WORK ITEM: Whatever appears in the records should be given again exactly, down to the last mark.

(Stored items)
◆ ◆ ◆

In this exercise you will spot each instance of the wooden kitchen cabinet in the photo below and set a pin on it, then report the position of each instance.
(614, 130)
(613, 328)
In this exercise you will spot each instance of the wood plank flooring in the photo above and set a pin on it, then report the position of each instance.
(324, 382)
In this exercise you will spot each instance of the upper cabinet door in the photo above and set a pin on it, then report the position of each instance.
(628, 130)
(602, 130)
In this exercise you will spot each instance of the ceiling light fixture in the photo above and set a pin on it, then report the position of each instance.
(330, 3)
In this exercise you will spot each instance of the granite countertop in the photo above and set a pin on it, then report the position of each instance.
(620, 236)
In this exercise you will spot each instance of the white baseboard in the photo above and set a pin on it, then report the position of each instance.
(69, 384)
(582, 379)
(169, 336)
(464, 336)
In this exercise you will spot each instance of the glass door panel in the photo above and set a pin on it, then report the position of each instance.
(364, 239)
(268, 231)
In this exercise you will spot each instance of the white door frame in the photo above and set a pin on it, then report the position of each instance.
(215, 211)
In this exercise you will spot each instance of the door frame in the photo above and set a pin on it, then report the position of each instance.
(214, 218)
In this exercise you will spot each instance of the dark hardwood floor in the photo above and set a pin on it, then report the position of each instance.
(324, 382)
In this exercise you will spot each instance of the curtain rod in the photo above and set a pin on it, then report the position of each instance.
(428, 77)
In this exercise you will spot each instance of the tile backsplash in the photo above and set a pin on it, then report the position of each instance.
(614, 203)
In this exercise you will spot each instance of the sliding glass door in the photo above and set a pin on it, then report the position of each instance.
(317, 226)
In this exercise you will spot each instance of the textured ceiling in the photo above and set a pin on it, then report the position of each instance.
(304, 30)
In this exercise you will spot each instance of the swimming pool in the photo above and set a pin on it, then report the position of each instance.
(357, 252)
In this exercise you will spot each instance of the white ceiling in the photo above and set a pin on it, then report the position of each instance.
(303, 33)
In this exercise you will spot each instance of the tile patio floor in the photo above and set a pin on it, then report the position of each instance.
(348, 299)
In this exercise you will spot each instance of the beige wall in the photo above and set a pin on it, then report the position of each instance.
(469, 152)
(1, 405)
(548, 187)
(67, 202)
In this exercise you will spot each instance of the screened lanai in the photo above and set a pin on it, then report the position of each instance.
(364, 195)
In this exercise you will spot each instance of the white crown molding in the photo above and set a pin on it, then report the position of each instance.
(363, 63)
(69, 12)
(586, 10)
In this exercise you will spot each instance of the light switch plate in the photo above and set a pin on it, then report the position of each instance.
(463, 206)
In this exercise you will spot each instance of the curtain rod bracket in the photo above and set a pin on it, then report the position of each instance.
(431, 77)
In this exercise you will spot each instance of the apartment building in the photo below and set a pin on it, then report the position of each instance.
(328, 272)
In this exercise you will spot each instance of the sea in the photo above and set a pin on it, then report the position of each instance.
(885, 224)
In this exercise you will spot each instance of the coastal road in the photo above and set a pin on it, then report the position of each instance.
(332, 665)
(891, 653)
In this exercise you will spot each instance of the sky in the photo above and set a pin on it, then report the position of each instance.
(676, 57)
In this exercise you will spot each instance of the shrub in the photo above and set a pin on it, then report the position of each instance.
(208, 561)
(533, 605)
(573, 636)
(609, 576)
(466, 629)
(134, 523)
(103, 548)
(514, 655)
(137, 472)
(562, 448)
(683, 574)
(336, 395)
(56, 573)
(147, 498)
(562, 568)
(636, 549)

◆ ◆ ◆

PROBLEM SOLUTION:
In this exercise you will spot each instance of the wooden kitchen cabinet in the photo below and set a pin on it, then report the position of each instance.
(614, 130)
(613, 328)
In this exercise you will spot each instance of the wood plank flooring in the photo above and set a pin on it, then report the position of each instance.
(324, 382)
In this exercise you will spot each instance of the upper cabinet door in the photo above and set a pin on it, then report the position of each instance.
(628, 130)
(602, 130)
In this exercise you will spot each instance of the ceiling light fixture in the photo above and set a pin on it, then report the position of each instance.
(330, 3)
In this exercise you will spot each instance of the granite countertop in the photo above and set a pin on it, then report the position of each instance.
(620, 236)
In this exercise you will spot each instance of the white baseboard in the photo above and set a pin on it, then report the position of each instance.
(69, 384)
(582, 379)
(169, 336)
(464, 336)
In this exercise you will spot each instance of the glass door panel in the photo above and set a pin on it, then report the position of each instance.
(364, 239)
(268, 231)
In this exercise you will spot each instance of the white door frame in the photo above and set a pin on it, then report the position of each instance.
(215, 211)
In this exercise you will spot each instance of the door frame in the photo above and set a pin on it, then report the position of each instance.
(214, 218)
In this exercise you will spot each instance of the dark hardwood floor in the photo above and set a pin on it, then report the position of each instance.
(324, 382)
In this exercise you will spot each instance of the curtain rod in the photo above and set a pin on it, then report the position of each instance.
(428, 77)
In this exercise you will spot each instance of the tile backsplash in the photo above and set a pin on it, then report the position of each instance.
(614, 203)
In this exercise you will spot each instance of the sliding glass door in the photo above and set a pin on it, then report the position of each instance.
(317, 226)
In this exercise you will spot each instance of the textured ceiling in the photo above and set a pin on it, then report the position of each instance.
(304, 30)
In this exercise you will spot each instance of the swimming pool in the photo above and set a pin on it, then report the position of each instance.
(357, 252)
In this exercise you will spot each instance of the white ceiling in the photo above and set a pin on it, then report the position of each instance.
(303, 33)
In this exercise you will spot each instance of the tile patio floor in the photo above and set a pin on it, then report the position of each instance.
(348, 299)
In this exercise you will spot each instance of the beige wall in the photo above and set a pin on it, then report the position of each instance.
(469, 152)
(1, 405)
(548, 187)
(67, 202)
In this exercise you will spot each instance of the screened lanai in the photo above and set a pin on it, then report the position of each instance.
(364, 195)
In this exercise you will spot each instance of the white crown molding in the photo above and set a pin on it, then report the position of each instance.
(363, 63)
(69, 12)
(586, 10)
In this exercise you will spot each instance of the light switch plate in the photo above and set a pin on it, then report the position of each instance.
(463, 206)
In this exercise you will spot each instance of the curtain rod bracket in the photo above and set a pin on it, then report the position of each instance.
(431, 77)
In this exercise you will spot each instance of the apartment building in the photo below and set a pin on it, then report the position of each instance.
(328, 272)
In this exercise you will spot each instance of the sea in the photo above and set a pin on it, then report the position of each instance.
(885, 224)
In this exercise you will spot each instance of the coastal road in the photo above and set a pin on it, then report the position of each instance.
(332, 665)
(891, 653)
In this exercise you will spot each instance of the sky in the photo above and set a pin on it, then report the position of each instance.
(676, 57)
In this exercise you will spot each instance of the shrub in the photo above and set a pin on it, then report the position of each instance.
(208, 561)
(533, 605)
(573, 636)
(609, 576)
(466, 629)
(134, 523)
(103, 548)
(514, 655)
(137, 472)
(562, 448)
(683, 574)
(336, 395)
(56, 573)
(147, 498)
(562, 568)
(636, 549)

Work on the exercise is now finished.